What the task asks
Copy out all the entries exactly.
── Excerpted data
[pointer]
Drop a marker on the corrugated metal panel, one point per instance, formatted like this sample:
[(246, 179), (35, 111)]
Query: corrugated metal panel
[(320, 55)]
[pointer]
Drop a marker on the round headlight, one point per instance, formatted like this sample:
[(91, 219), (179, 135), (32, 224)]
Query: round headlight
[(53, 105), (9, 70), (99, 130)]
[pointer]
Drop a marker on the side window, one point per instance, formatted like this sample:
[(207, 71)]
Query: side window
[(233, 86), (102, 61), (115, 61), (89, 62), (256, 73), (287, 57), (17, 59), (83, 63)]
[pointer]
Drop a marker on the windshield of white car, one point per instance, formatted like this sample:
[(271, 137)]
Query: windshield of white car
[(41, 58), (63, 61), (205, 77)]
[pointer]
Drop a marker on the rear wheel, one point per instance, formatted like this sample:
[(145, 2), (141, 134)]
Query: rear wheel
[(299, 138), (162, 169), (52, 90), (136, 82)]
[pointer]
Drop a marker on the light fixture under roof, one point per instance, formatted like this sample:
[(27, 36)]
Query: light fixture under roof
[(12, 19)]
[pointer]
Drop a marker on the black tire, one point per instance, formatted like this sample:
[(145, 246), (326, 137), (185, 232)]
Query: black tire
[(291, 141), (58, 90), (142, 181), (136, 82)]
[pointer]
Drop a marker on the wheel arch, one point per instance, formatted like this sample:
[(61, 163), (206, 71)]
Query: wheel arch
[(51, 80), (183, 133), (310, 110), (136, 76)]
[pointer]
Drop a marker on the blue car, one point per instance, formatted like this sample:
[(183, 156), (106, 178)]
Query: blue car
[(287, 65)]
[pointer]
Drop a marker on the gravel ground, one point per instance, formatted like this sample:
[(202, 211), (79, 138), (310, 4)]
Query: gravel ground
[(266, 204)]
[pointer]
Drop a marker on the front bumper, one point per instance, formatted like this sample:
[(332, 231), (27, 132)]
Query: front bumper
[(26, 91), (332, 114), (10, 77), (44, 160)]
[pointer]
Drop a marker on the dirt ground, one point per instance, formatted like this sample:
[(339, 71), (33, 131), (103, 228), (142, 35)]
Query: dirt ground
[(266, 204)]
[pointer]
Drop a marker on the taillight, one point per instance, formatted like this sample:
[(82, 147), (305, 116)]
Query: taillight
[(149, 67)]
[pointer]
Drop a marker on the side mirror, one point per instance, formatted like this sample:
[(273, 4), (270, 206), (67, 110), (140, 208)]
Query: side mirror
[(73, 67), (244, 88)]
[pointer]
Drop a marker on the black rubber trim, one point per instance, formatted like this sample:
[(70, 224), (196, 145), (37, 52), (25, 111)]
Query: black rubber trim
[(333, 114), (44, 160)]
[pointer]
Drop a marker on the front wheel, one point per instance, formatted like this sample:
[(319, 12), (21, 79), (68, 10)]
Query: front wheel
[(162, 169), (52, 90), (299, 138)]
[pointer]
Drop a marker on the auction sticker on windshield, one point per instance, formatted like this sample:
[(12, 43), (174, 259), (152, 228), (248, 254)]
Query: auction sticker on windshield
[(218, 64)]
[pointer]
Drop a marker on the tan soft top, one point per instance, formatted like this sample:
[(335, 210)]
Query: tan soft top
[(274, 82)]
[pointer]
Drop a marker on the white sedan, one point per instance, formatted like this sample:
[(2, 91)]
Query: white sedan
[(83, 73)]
────
Result below
[pointer]
Drop a marker on the corrugated metal panel, one point per instance, formatted like this sample:
[(246, 179), (35, 111)]
Query: corrugated metal panel
[(320, 55)]
[pointer]
Drop a marker on the round headlight, one point per instance, formatted like this sample:
[(91, 219), (179, 135), (32, 224)]
Query: round headlight
[(53, 105), (9, 70), (99, 130)]
[pointer]
Drop a marker on the side window, one point per instance, formatted like this sample:
[(207, 71)]
Query: side window
[(233, 86), (102, 61), (115, 61), (89, 62), (256, 73), (287, 57), (17, 59), (83, 63)]
[pointer]
Drop a marker on the windshield of white car, one point per instance, formatted like this sample:
[(271, 137)]
Query: windshield of white car
[(41, 58), (63, 61), (205, 77)]
[pointer]
Drop a marker on the rear wheel, one point per instance, formatted like this sample:
[(145, 2), (141, 134)]
Query: rear wheel
[(299, 138), (162, 169), (52, 90), (136, 82)]
[pointer]
Drop a marker on the light fixture under roof, one point per instance, formatted like this sample:
[(27, 36)]
Query: light fixture under roof
[(12, 19)]
[pointer]
Drop a marker on the black tire, one point per instance, formatted like this sample:
[(145, 246), (326, 137), (185, 232)]
Query: black tire
[(291, 141), (58, 90), (142, 181), (136, 82)]
[pointer]
Drop a marker on the wheel arch, one point per instance, formatted like this sample:
[(61, 163), (206, 71)]
Query: wheel arch
[(51, 80), (183, 133), (310, 110), (136, 76)]
[pointer]
Drop a marker on the blue car, one point per instance, formatted like this sample:
[(183, 156), (106, 178)]
Query: blue car
[(287, 65)]
[pointer]
Drop a marker on the gravel ground, one point per instance, formatted like this sample:
[(202, 211), (79, 138), (310, 4)]
Query: gravel ground
[(266, 204)]
[pointer]
Drop a marker on the front bumper, one point per instance, formatted like this sample:
[(332, 231), (27, 132)]
Query: front bumper
[(26, 91), (332, 114), (10, 77), (44, 160)]
[pointer]
Drop a marker on the dirt ground, one point per instance, formatted like this sample:
[(339, 71), (33, 131), (103, 228), (142, 35)]
Query: dirt ground
[(266, 204)]
[pointer]
Drop a marker on the taillight, one point per instance, formatted like this sample:
[(82, 147), (305, 116)]
Query: taillight
[(149, 67)]
[pointer]
Drop a marker on the side mirror, one point per instance, formatted like this sample:
[(273, 4), (270, 206), (67, 110), (140, 208)]
Query: side mirror
[(73, 67), (244, 88)]
[pointer]
Drop a marker on the black rubber trim, one point per instance, formatted like this sample:
[(70, 224), (196, 145), (37, 52), (25, 111)]
Query: black rubber trim
[(333, 114), (44, 160)]
[pointer]
Drop a marker on the front wheel, one point per instance, formatted like this sample:
[(319, 12), (21, 79), (68, 10)]
Query: front wheel
[(162, 169), (52, 90), (299, 138)]
[pointer]
Drop a marker on the auction sticker on windshield, one point per instance, formatted like this sample:
[(12, 43), (174, 259), (152, 228), (248, 254)]
Query: auction sticker on windshield
[(218, 64)]
[pointer]
Drop a marker on the tan soft top, one point per instance, formatted like this sample:
[(335, 210)]
Query: tan soft top
[(274, 82)]
[pointer]
Drop a marker on the white sedan, one point per instance, formatted like this sample:
[(2, 91)]
Query: white sedan
[(83, 73)]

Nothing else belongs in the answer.